Supplied records start

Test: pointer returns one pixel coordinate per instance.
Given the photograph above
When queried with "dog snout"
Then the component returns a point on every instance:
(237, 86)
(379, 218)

Supplied records end

Problem description
Write the lines of this data as a JSON list of strings, one string per line, and skip any blank lines.

Expected answer
[
  "Test: pointer returns one pixel coordinate per instance.",
  "Given the photograph above",
  "When queried with \"dog snout\"",
  "Then the component returns a point on every instance:",
  "(237, 86)",
  "(379, 218)"
]